THE PROBLEM:
Make an exact copy of the lines below.

── ENTRIES SUPPLIED ──

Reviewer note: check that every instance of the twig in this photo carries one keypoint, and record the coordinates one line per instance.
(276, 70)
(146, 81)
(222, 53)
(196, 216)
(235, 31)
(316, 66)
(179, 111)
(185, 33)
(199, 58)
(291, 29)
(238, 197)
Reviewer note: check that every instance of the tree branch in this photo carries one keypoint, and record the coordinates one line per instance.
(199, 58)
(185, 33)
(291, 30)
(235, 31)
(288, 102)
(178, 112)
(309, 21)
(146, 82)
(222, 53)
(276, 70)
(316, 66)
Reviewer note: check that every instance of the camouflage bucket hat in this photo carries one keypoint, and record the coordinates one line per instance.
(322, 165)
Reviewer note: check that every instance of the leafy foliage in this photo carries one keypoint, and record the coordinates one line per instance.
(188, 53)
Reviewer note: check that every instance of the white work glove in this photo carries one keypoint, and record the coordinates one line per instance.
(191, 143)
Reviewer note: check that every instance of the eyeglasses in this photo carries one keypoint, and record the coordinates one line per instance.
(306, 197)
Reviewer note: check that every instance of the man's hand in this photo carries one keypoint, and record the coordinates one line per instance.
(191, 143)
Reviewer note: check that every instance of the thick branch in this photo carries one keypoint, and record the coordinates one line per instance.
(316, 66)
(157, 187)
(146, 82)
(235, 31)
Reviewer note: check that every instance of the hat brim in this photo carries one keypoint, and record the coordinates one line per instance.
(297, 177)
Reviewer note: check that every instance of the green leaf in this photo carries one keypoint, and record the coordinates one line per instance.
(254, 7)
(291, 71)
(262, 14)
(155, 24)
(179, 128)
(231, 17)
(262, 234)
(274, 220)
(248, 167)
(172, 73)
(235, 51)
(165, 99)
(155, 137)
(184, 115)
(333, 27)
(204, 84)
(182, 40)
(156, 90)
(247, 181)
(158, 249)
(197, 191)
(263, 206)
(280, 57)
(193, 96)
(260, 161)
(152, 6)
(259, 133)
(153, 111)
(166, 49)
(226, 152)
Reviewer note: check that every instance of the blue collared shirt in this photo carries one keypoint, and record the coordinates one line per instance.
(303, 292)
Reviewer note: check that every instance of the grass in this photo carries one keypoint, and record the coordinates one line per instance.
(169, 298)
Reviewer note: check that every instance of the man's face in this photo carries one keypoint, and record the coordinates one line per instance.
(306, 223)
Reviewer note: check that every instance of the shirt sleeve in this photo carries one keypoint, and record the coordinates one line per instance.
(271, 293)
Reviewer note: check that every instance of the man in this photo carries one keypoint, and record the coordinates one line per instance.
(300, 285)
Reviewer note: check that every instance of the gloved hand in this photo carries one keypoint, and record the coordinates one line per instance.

───

ANSWER TO THIS EXERCISE:
Reviewer note: check that every instance of the twig in this photo carries one keypoint, and record the coordinates one line per instance.
(276, 70)
(146, 81)
(222, 53)
(196, 216)
(235, 31)
(316, 66)
(179, 111)
(185, 33)
(199, 58)
(291, 29)
(238, 197)
Reviewer note: check that every instance of the tree branch in this photo carries one keypoint, and record the coordinates one line per instance.
(199, 58)
(185, 33)
(291, 30)
(235, 31)
(288, 102)
(178, 112)
(309, 21)
(146, 82)
(222, 53)
(276, 70)
(316, 66)
Reviewer note: check that every instance of the camouflage bucket hat in this photo carries one keypoint, and record the coordinates one line per instance.
(322, 165)
Reviewer note: check that every instance of the leafy foliage in this photo carries one keypoint, and record the coordinates one line per instance.
(188, 53)
Reviewer note: check that every instance of the white work glove in this photo carries one keypoint, and record the coordinates one line per instance.
(191, 143)
Reviewer note: check that every instance of the eyeglasses in this photo carries one keypoint, and record the coordinates one line per instance.
(306, 197)
Reviewer note: check that every instance of the man's hand in this photo carries one keypoint, and record the coordinates one line per instance.
(191, 143)
Reviewer note: check that every instance of the thick branch in this photo carries one keypoint, and record the coordinates one line per instance.
(316, 66)
(157, 187)
(146, 82)
(235, 31)
Reviewer note: check that every instance of the hat brim in this photo carries one keypoint, and record the coordinates one line per instance.
(297, 177)
Reviewer note: check that every instance of the green leaf in this photo carries one keypoint, and record the coordinates one line per instance.
(254, 7)
(291, 71)
(262, 14)
(155, 24)
(179, 128)
(231, 17)
(262, 234)
(274, 220)
(248, 167)
(172, 73)
(235, 51)
(165, 99)
(155, 137)
(184, 115)
(333, 27)
(204, 84)
(182, 40)
(156, 90)
(247, 181)
(158, 249)
(197, 191)
(263, 206)
(280, 57)
(193, 96)
(260, 161)
(152, 6)
(259, 133)
(153, 111)
(166, 49)
(226, 152)
Reviewer note: check that every instance of the blue collared shirt in this photo carries one keypoint, and record the coordinates one line per instance.
(303, 292)
Reviewer note: check that every instance of the grass in this photo carries one keypoint, and record the coordinates one line per instance.
(169, 298)
Reviewer note: check that every instance of the man's face in this photo carries one keypoint, and record the coordinates one line per instance.
(306, 223)
Reviewer note: check that every instance of the shirt sleeve in this photo carries one keypoint, and record the coordinates one line per instance.
(271, 293)
Reviewer note: check that every instance of the man in this photo carries one keypoint, and record the coordinates one line per instance.
(300, 285)
Reviewer note: check that every instance of the gloved hand in this photo carries one keypoint, and record the coordinates one line per instance.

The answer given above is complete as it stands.